### Source
Elijah 'Lij' Shaw came to Nashville in the 1990s to study music. At first, that meant spending a lot of time on the road. "The first decade of my career, [I was] traveling all over the place and interacting with major record labels and sort of going where ever work would take me," he says.
Eventually, Shaw built The Toy Box, a soundproofed home studio located in his detached garage. Being able to work at home, he says, allowed him the opportunity to raise his daughter while still tapping into one of the world's best music scenes, bringing stability to an unpredictable business.
"Nashville is one of the few places remaining in the world where some of the very best musicians get together face to face to make music," says Shaw, who has worked with recording artists ranging from Jack White to Wilco to Adele. "That's why I wanted to be here and why I wanted to create a home studio."
But for the last four years, the city of Nashville has been trying to shut that studio down.
In August 2015, Shaw received a letter from the Department of Codes and Building Inspection informing him that his studio was an unpermitted home business and was therefore illegal. Shaw was given two weeks to cease and desist his recording operations or else face daily fines of $50 and potentially be taken to court.
"My heart just dropped completely," Shaw says. "For the next week I couldn't even sleep, like what am I going to do? This is my entire life, this is my everything."
After the letter came a phone call from a code enforcement officer, followed by a home inspection, and then a mounting series of demands from officials. Shaw was told to remove recording equipment from his house, strip his prices and address off his business' website, and take videos of his studio recordings off his YouTube channel. Failure to comply would mean fines and possibly even jail time.
Shaw had violated an obscure provision in Nashville's zoning code that bans home businesses from serving clients on site. The code effectively outlaws his studio and thousands of others like it in a city made famous for its music. As written, it may even prevent home studio owners from inviting fellow musicians into their homes.

### Request 1
Reproduce a passage of the Nashville home studio article word for word, beginning at "After the letter" and stopping after "into their homes.".
### Request 2
Pick up the Nashville home studio article after its final sentence and write what comes next.
The rows that come next are taken from a separate source and are unrelated to this article.

### Material shown
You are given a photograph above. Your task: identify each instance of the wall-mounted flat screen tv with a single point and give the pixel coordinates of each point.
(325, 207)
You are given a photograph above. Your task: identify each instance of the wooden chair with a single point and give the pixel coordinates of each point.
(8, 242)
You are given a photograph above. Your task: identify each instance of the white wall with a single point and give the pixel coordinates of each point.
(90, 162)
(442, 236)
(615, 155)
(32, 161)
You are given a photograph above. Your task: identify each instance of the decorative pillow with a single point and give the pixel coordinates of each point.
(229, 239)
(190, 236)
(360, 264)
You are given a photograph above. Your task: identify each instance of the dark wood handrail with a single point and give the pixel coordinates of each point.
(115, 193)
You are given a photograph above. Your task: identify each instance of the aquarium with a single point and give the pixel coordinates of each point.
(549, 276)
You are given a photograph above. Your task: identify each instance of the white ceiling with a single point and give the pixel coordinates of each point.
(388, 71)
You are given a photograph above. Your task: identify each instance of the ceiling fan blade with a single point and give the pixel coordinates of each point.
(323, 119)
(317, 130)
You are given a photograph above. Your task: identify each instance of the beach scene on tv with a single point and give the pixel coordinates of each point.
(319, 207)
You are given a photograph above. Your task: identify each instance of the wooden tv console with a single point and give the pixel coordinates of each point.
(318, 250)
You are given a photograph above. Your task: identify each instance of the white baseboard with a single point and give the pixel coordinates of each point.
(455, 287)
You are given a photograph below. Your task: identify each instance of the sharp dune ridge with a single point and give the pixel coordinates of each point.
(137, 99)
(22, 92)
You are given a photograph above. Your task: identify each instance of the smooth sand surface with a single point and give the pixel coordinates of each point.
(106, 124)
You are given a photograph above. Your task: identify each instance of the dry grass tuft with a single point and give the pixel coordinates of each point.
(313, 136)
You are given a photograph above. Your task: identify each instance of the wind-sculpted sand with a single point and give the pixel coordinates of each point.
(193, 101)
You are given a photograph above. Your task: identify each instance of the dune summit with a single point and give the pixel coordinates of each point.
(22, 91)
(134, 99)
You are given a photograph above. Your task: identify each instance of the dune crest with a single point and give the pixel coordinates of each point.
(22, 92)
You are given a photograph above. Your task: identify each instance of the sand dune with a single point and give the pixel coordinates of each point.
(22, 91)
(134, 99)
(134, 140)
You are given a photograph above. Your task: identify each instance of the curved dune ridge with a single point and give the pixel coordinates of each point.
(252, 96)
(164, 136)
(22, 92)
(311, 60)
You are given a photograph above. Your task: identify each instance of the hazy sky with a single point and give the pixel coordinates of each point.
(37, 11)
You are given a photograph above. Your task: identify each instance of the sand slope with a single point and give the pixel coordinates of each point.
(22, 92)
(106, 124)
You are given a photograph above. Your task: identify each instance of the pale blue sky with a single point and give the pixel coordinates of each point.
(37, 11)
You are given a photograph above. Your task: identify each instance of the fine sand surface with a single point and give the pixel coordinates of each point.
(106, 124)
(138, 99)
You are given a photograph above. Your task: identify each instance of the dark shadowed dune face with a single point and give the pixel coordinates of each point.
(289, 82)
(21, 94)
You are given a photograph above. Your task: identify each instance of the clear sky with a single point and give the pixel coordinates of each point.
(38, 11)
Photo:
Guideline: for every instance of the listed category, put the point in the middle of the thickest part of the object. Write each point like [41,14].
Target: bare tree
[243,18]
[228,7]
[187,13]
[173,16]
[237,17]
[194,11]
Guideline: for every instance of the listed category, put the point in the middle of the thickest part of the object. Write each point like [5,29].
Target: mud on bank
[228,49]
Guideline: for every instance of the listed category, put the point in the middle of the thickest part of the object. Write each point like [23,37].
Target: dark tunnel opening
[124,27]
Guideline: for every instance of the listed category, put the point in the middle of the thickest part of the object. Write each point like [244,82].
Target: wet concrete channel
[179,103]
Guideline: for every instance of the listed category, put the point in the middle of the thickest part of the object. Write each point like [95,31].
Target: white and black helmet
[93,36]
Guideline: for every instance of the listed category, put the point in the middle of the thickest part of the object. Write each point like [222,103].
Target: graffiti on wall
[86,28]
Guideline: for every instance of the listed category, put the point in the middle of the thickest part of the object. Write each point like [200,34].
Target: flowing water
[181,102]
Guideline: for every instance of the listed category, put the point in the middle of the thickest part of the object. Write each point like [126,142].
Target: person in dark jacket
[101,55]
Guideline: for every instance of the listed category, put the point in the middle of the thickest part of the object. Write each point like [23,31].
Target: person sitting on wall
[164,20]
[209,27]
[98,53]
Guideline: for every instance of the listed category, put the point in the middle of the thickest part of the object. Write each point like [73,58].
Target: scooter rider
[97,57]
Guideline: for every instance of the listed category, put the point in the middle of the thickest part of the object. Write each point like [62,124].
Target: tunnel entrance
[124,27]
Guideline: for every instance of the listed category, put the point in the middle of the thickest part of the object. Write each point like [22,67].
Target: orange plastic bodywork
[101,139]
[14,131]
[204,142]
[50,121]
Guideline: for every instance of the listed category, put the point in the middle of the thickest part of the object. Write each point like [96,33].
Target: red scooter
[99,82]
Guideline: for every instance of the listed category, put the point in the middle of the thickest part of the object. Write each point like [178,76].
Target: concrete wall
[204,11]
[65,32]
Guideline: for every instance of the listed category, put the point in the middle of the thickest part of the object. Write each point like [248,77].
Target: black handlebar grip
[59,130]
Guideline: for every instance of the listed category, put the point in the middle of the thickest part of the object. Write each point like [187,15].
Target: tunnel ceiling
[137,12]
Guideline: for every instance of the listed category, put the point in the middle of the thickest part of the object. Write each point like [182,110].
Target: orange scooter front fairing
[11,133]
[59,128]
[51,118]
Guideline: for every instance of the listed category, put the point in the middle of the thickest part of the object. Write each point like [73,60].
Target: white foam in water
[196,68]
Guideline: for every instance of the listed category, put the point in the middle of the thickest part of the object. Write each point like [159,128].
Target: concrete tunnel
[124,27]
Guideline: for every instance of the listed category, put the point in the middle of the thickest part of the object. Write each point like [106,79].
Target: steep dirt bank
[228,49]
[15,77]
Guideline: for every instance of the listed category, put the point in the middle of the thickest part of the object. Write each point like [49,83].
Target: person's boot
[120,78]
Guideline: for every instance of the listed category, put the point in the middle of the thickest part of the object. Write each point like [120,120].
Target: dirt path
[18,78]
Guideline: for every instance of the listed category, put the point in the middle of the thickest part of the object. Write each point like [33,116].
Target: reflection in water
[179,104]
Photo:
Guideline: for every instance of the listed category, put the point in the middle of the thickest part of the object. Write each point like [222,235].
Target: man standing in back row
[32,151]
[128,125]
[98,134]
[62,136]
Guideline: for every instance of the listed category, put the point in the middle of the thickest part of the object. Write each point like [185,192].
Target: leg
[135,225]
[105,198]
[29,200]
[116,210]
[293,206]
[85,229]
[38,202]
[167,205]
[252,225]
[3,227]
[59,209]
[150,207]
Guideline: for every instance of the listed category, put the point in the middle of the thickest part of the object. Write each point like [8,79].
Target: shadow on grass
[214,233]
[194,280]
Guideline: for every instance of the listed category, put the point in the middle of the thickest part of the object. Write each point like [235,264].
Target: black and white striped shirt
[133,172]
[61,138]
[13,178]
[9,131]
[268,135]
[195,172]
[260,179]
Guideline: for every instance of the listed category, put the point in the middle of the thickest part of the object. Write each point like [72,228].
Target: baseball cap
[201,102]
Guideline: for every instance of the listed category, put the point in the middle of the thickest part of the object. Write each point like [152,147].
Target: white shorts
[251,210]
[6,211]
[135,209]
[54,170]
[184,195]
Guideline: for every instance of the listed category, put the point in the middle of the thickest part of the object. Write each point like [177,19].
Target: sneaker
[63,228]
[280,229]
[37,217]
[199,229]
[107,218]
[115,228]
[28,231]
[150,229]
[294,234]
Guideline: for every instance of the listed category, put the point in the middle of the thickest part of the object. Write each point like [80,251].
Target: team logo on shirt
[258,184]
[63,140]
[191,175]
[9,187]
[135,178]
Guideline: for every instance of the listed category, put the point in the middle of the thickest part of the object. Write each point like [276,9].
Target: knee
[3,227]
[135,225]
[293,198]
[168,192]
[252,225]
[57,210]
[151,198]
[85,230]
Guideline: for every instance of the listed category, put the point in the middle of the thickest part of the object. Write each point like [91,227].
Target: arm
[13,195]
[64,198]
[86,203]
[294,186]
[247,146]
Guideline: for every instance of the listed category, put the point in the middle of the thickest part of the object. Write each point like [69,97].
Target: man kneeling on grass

### Exercise result 1
After the letter came a phone call from a code enforcement officer, followed by a home inspection, and then a mounting series of demands from officials. Shaw was told to remove recording equipment from his house, strip his prices and address off his business' website, and take videos of his studio recordings off his YouTube channel. Failure to comply would mean fines and possibly even jail time.
Shaw had violated an obscure provision in Nashville's zoning code that bans home businesses from serving clients on site. The code effectively outlaws his studio and thousands of others like it in a city made famous for its music. As written, it may even prevent home studio owners from inviting fellow musicians into their homes.

### Exercise result 2
He and another local entrepreneur are now suing the city with the help of a libertarian law firm, the Institute for Justice. Their suit claims that Nashville's home business ban is an unconstitutional restriction on the right to earn a living. More than that, the suit is an attempt to protect Nashville's storied music scene from outdated zoning codes that segregate cities into commercial and residential categories while criminalizing the sort of creative spontaneity from which great music is born.
Making Music in Music City
Nashville is home to one of the world's biggest, most successful music scenes. One study found the music industry contributes some $5.5 billion a year to the local economy. The place has played a crucial role in the development of country music, and artists from Elvis Presley and Bob Dylan to Taylor Swift have recorded there, helping give Nashville its famous nickname: Music City.
Over the years, home studios have become increasingly central to this thriving scene. Dave Pomeroy of the Nashville Musicians Association estimates that there are thousands in the city.
"The evolution of technology over the last 20, 30 years has made many things possible that were unthinkable," he says. "So in any music center, home studios are playing an increasing role. In Nashville, I think it's heightened because there is such a high per capita of musicians—perhaps higher than anywhere else in the world."
Yet thanks to local zoning rules, what Shaw and so many others have been doing in their homes is against the law.
Nashville, like almost every city in the country, has what's known as Euclidean zoning, which tries to separate cities into discrete blocks of what activity is allowed to happen there: residential, commercial, industrial, etc.
Most local governments will make some exceptions, so that telecommuters or after-school tutors are able to work from home. This includes Nashville, whose code allows some "home occupations." But the code does not allow paying clients or patrons to visit a home business.
This rule was passed in 1998 as part of a comprehensive overhaul of the city's zoning code. It's also a provision that appears to be unique to Nashville.
"I've seen cities that will allow a certain number of customers per day, but I've not seen anything that makes it illegal to even have a student over for a piano lesson," says Keith Diggs, an attorney with the Institute for Justice. "In that sense it is pretty much the most extreme version of the home business ban that I could imagine."
Much the same thing was said by a then-councilman on Nashville's Metro Council, Mike Jameson, who led a brief, ultimately failed effort to ditch Nashville's client prohibition in 2011.
"We went through the zoning codes of every comparable city in the United States. There is not a city in the United States that flatly prohibits clients and patrons on site," Jameson said during a Metro Council meeting.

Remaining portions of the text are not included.